* [Passage]:

Digital Letter: To those who might wonder why I, a man, wear women's pants
Because women's pants fit my body. You shouldn't fit into clothes—clothes should fit you.
Dear those who wonder why I, a man, wear women’s pants,
I remember when I first decided to try on women’s pants. It was in a thrift store in Brooklyn. A Goodwill, I believe, near the Barclays Center. Even in a place with liberal tendencies and a comparative openness like New York, I still felt a fear wandering into the women’s section. A block froze in my chest.
I ran through excuses in my head for why I might be in that aisle, in case other shoppers looked at me strange or if someone asked why I was there. “Oh, I am shopping for my girlfriend,” “Oh, I have a friend that asked me to pick something out for them,” “There’s a costume party tonight.” All lies. I wanted pants for everyday use.
I crossed the border. There was simply just more. More clothes, more cuts, colors, shapes, sizes. More. I didn’t wish to be a woman, I just wanted pants I liked and that fit. I ran into a familiar frustration when searching for clothes designed—through the centuries—for my own gender, my own quadrant, the socially constructed area for me, a dude, a man, a “performer” of masculinity. I found nothing in the men’s clothing. Just beige and black pants, jeans, all too big or too long for me. Brands uninspired, clothes processed out of the long line of conformity.

* [Goal 1]: Write out everything in the letter from "I ran through" down to "for everyday use.".
* [Goal 2]: Repeat everything in the listing from the line containing "to the stainless" down to the listing's final line, including both of those lines.
The letter and the listing have no connection to each other.

Dataset excerpt:
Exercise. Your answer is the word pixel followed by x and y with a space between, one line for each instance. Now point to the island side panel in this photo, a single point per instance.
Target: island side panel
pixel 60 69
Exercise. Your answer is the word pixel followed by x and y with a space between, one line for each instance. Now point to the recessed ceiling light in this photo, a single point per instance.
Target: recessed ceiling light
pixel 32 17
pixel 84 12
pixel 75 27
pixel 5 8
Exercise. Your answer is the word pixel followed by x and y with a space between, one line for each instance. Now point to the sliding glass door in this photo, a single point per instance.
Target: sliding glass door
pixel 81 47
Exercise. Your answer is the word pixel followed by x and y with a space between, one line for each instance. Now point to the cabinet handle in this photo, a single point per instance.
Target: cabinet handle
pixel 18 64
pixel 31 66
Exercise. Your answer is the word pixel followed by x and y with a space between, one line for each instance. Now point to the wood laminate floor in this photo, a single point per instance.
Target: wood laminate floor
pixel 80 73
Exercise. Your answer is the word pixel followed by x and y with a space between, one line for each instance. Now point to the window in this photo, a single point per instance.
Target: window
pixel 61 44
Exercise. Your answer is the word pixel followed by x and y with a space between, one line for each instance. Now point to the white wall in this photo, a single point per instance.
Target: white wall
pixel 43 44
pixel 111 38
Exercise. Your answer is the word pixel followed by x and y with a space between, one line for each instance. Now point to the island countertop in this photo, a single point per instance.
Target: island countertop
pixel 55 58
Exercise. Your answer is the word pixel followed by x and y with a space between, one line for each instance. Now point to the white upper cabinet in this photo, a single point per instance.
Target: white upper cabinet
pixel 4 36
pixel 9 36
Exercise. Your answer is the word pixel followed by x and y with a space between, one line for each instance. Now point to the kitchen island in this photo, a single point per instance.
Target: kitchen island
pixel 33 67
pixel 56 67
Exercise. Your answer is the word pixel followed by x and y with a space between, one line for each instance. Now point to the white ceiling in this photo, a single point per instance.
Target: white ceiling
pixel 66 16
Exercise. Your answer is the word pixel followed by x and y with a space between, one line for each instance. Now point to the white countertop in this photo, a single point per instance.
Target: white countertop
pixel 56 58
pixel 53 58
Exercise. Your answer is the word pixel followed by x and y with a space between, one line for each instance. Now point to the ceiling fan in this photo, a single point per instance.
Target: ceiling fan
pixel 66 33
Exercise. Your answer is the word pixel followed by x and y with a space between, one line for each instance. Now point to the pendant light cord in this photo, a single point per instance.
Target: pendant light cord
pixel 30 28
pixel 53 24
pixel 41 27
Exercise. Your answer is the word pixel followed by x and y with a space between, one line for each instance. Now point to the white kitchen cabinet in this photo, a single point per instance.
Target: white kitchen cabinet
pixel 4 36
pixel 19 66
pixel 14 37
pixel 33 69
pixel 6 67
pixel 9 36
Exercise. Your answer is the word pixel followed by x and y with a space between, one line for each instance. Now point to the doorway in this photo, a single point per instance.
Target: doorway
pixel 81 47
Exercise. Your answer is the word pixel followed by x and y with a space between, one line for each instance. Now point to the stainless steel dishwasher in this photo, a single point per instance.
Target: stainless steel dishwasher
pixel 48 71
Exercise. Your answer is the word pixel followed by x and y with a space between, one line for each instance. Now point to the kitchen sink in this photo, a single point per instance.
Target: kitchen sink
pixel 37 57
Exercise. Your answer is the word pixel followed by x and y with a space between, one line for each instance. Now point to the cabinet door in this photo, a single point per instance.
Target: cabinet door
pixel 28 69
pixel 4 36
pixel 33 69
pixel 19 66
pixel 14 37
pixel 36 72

* [Task solution 1]:
I ran through excuses in my head for why I might be in that aisle, in case other shoppers looked at me strange or if someone asked why I was there. “Oh, I am shopping for my girlfriend,” “Oh, I have a friend that asked me to pick something out for them,” “There’s a costume party tonight.” All lies. I wanted pants for everyday use.

* [Task solution 2]:
Exercise. Your answer is the word pixel followed by x and y with a space between, one line for each instance. Now point to the stainless steel dishwasher in this photo, a single point per instance.
Target: stainless steel dishwasher
pixel 48 71
Exercise. Your answer is the word pixel followed by x and y with a space between, one line for each instance. Now point to the kitchen sink in this photo, a single point per instance.
Target: kitchen sink
pixel 37 57
Exercise. Your answer is the word pixel followed by x and y with a space between, one line for each instance. Now point to the cabinet door in this photo, a single point per instance.
Target: cabinet door
pixel 28 69
pixel 4 36
pixel 33 69
pixel 19 66
pixel 14 37
pixel 36 72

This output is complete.